PROBLEM REQUIREMENTS: Pull out every line in the listing below that contains the word "patterned". Matching is case-sensitive.

SUPPLIED RECORDS:

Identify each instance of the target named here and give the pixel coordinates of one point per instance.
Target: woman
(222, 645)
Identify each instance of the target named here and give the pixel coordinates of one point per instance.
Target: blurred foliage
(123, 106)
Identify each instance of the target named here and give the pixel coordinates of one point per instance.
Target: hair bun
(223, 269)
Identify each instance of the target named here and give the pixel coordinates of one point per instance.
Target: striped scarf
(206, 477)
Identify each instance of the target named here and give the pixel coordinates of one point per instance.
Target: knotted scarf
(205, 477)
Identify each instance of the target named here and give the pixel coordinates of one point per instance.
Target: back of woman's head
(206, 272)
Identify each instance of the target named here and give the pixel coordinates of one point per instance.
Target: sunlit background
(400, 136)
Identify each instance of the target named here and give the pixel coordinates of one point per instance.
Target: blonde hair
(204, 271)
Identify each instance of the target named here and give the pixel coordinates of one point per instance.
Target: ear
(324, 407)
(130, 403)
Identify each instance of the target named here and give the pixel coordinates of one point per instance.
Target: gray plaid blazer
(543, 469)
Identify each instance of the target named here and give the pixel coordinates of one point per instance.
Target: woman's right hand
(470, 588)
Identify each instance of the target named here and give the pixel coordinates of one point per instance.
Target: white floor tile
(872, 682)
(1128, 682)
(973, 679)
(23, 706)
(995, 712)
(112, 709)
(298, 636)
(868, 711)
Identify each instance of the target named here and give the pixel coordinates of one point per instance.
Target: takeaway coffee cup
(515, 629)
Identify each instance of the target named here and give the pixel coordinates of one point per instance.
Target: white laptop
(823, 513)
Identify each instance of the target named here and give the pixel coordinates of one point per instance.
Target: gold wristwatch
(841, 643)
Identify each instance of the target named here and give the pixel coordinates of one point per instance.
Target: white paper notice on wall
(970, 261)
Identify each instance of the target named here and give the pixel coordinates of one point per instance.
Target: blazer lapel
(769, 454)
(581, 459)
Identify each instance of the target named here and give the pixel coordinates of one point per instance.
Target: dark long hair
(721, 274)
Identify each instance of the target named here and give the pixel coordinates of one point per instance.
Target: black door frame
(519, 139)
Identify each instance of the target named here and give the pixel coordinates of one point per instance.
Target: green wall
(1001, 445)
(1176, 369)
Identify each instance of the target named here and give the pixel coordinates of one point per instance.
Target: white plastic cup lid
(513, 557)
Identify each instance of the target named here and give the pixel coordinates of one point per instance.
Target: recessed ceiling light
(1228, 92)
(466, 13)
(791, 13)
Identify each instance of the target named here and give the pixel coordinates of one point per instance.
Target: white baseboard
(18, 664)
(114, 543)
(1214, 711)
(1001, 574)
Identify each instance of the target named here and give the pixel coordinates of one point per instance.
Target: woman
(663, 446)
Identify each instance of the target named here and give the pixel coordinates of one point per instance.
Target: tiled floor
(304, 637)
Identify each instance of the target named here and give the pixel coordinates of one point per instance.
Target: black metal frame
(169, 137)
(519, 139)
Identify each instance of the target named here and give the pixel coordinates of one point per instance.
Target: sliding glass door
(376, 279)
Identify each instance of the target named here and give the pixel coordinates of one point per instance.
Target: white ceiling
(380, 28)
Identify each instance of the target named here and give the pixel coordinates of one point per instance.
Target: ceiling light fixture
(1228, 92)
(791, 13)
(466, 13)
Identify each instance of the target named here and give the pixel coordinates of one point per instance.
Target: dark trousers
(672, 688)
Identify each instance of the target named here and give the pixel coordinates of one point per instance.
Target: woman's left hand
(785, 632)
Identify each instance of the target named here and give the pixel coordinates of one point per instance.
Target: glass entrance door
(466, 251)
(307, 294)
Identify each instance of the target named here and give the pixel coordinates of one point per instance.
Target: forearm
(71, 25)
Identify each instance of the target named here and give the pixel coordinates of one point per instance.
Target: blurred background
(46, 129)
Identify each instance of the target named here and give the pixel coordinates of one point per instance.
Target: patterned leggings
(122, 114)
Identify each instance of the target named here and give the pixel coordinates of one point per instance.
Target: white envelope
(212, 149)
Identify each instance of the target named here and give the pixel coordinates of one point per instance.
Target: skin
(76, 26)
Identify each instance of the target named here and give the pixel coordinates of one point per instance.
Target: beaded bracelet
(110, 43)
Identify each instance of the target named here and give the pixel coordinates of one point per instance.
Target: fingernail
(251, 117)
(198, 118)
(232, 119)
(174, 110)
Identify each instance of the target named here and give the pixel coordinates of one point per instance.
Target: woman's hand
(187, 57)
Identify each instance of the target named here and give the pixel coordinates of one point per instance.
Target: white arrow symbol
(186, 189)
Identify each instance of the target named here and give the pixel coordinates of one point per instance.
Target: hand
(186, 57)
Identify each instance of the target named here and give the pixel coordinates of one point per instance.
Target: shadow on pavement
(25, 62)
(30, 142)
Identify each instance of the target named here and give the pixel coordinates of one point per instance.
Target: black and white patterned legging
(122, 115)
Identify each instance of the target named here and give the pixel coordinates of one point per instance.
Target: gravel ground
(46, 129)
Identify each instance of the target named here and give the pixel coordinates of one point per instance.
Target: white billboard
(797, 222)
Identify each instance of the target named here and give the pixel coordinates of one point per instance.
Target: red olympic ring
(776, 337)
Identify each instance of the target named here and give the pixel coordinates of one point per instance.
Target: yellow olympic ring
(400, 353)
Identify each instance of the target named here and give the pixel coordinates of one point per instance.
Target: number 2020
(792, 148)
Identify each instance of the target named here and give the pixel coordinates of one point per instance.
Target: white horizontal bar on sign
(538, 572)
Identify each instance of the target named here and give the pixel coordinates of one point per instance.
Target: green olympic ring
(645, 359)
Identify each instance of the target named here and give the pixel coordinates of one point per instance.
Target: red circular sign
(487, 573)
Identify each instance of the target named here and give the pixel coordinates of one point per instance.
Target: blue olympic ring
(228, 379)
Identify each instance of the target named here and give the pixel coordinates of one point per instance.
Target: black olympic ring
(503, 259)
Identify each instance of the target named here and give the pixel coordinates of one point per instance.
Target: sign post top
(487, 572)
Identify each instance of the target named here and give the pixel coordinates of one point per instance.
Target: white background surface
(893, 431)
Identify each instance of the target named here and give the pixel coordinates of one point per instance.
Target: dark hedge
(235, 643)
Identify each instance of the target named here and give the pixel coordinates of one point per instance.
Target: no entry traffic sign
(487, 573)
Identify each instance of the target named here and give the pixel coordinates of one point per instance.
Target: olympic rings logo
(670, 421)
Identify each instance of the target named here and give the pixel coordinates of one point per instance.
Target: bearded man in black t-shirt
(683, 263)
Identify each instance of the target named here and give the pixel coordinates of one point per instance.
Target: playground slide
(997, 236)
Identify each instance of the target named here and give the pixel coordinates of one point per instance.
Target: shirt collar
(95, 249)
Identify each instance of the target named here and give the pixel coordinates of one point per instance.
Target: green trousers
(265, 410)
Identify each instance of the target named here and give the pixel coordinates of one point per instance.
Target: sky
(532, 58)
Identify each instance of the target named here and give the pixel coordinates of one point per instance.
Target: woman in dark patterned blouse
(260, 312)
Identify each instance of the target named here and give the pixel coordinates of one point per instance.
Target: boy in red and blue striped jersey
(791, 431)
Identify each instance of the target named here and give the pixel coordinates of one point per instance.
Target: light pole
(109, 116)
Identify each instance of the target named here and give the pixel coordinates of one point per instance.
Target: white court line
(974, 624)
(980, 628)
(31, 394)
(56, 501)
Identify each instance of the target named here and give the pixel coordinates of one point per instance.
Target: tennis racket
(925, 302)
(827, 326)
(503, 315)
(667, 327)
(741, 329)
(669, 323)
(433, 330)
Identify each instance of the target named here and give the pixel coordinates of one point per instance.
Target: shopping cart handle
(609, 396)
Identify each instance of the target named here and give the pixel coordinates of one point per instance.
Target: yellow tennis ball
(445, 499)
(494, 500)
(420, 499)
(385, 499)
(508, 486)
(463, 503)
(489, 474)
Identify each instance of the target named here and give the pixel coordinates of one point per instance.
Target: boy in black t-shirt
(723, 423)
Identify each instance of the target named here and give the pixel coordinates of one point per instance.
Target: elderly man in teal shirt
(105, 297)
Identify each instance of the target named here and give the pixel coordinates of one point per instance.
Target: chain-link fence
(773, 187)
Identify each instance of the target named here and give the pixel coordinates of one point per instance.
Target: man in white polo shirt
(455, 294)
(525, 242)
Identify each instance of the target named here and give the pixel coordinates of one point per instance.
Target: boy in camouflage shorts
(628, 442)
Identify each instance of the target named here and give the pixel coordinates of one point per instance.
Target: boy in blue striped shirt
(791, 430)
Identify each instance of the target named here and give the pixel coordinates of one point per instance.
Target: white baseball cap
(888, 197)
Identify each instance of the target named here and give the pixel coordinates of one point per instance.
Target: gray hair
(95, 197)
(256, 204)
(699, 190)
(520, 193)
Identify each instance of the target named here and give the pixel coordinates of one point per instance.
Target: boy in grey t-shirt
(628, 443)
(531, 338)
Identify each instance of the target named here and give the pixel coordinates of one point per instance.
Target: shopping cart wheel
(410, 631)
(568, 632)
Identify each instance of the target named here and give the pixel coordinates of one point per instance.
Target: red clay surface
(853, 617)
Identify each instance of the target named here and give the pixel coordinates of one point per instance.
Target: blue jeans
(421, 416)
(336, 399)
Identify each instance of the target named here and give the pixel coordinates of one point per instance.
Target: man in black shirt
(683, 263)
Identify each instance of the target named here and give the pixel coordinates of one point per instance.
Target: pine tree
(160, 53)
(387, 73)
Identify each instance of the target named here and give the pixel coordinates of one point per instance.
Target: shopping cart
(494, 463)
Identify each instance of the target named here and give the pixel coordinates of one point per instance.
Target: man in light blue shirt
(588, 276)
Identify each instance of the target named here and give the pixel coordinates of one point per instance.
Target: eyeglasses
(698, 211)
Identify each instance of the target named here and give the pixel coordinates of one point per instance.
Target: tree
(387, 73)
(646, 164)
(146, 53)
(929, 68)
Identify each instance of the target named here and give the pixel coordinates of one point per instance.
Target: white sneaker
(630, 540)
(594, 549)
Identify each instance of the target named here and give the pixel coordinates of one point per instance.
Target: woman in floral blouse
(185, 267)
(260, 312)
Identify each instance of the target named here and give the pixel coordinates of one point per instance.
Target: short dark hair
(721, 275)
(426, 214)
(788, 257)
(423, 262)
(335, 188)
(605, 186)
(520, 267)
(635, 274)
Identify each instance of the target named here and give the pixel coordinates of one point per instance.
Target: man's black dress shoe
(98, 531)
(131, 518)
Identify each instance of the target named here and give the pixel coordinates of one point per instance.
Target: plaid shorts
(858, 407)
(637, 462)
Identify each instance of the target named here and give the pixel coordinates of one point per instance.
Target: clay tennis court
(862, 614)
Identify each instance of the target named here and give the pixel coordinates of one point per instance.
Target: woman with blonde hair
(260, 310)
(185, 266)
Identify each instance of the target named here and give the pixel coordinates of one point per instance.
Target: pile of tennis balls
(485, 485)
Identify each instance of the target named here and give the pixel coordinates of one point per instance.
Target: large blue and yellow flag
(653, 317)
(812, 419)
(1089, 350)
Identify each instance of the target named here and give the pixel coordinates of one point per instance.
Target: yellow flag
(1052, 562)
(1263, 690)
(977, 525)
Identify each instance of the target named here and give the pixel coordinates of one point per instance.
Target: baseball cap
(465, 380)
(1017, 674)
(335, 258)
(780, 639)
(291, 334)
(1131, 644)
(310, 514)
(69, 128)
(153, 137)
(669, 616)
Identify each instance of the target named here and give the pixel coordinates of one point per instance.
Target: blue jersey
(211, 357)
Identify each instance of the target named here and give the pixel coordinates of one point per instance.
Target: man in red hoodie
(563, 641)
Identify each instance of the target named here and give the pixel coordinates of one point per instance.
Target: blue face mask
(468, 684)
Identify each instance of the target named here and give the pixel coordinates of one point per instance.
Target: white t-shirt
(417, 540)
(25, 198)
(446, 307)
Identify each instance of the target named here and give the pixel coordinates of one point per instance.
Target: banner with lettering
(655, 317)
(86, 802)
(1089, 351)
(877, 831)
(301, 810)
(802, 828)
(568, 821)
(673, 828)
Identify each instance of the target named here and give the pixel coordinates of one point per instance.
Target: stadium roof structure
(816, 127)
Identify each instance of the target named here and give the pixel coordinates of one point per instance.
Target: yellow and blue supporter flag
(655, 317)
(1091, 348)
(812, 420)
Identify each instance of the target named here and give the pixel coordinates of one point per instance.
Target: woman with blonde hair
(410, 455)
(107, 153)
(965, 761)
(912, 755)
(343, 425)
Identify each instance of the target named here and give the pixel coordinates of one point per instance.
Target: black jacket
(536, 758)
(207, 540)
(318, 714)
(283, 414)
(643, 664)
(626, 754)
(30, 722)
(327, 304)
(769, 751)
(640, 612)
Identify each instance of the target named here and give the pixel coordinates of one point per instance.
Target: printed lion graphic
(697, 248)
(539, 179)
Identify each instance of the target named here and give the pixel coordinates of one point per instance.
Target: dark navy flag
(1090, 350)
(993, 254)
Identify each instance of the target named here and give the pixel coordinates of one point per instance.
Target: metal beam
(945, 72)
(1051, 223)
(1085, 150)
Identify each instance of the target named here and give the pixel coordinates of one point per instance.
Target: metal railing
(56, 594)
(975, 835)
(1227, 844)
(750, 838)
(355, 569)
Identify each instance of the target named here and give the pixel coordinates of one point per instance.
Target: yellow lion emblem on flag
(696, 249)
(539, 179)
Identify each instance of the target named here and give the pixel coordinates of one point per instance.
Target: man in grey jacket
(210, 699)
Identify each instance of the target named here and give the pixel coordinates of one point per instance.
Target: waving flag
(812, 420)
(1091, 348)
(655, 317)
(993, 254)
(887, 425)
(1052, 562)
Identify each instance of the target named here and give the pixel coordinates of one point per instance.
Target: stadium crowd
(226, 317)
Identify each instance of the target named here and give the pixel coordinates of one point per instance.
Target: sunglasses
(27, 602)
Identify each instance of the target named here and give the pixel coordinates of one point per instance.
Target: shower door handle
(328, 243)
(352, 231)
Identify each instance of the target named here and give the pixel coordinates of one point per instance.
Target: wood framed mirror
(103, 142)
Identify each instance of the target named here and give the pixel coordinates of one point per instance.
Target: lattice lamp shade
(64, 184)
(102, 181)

COMPLETED EXERCISE:
Target: patterned leggings
Target: black and white patterned legging
Target: woman in dark patterned blouse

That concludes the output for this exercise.